■ **Data**

####################

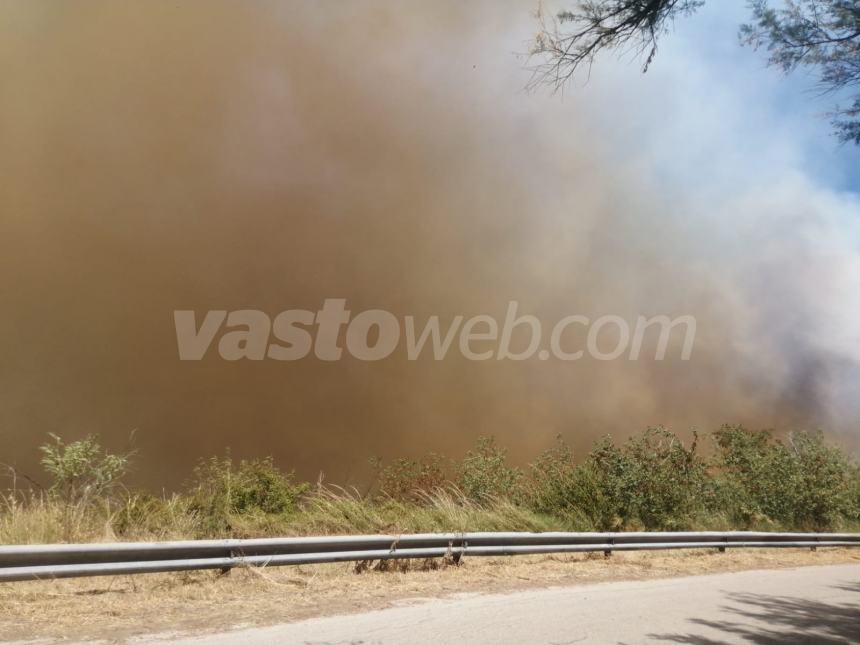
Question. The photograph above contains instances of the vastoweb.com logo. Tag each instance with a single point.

####################

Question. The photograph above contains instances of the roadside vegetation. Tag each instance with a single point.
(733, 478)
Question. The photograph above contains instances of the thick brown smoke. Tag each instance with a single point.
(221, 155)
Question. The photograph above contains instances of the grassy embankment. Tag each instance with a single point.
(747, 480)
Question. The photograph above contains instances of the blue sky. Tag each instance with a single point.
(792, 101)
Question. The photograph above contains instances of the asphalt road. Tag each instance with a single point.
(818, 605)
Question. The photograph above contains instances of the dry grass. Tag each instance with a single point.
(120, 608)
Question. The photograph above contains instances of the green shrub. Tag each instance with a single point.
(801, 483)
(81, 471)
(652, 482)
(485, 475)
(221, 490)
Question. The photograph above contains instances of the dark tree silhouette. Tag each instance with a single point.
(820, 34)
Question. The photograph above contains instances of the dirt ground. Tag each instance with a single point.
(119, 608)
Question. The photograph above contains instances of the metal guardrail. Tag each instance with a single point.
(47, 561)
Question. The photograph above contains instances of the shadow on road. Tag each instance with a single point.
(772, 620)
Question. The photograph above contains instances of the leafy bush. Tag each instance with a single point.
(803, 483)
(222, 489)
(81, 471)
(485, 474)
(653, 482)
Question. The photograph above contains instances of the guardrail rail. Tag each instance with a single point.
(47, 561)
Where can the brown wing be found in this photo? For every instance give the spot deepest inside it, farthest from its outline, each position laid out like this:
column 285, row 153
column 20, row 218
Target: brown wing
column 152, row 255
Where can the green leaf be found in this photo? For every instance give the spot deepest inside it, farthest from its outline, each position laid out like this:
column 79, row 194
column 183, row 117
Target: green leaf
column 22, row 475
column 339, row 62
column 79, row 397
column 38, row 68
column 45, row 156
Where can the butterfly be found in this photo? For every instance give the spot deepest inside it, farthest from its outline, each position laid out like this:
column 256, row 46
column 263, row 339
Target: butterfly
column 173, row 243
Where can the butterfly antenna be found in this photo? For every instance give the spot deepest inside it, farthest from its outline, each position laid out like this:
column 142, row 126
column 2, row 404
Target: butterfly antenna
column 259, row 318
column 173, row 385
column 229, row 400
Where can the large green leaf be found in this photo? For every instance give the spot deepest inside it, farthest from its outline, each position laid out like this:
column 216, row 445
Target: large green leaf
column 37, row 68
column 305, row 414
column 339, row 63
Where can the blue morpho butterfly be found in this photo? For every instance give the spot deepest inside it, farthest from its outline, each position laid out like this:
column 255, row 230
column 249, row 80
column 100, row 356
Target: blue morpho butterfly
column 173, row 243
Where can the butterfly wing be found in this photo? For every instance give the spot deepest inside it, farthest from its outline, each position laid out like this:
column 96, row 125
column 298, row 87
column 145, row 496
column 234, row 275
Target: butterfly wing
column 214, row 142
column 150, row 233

####################

Edit the data from the line containing "Question. The photograph above contains instances of the asphalt" down to the line containing "column 152, row 255", both included, by changing "guardrail" to "crash barrier" and leaving everything else untouched. Give back only those lines.

■ **Solution below**
Question. The photograph above contains instances of the asphalt road. Tag each instance with a single point.
(818, 605)
Question. The photograph above contains instances of the dry grass. Tag each instance with a single point.
(120, 608)
Question. The photograph above contains instances of the green shrub. Tag each instance with a single point.
(801, 483)
(81, 471)
(652, 482)
(485, 475)
(221, 490)
Question. The photograph above contains instances of the dark tree silhouette. Tag each instance with a single point.
(820, 34)
Question. The photograph above contains instances of the dirt ground. Tag each instance with a single point.
(119, 608)
Question. The photograph above contains instances of the metal crash barrier. Tag each instance with a single point.
(47, 561)
Question. The photograph above contains instances of the shadow on road. Tag each instance with a single point.
(772, 620)
Question. The photograph above contains instances of the leafy bush. Tag each instance with a single point.
(803, 483)
(222, 489)
(81, 471)
(485, 474)
(653, 482)
Question. The photograph above contains instances of the crash barrier rail. Tag each instance with a single point.
(47, 561)
Where can the brown wing be found in this photo? For every instance give the spot deepest inside it, farthest from its outline, each position laid out like this:
column 285, row 153
column 20, row 218
Target: brown wing
column 152, row 255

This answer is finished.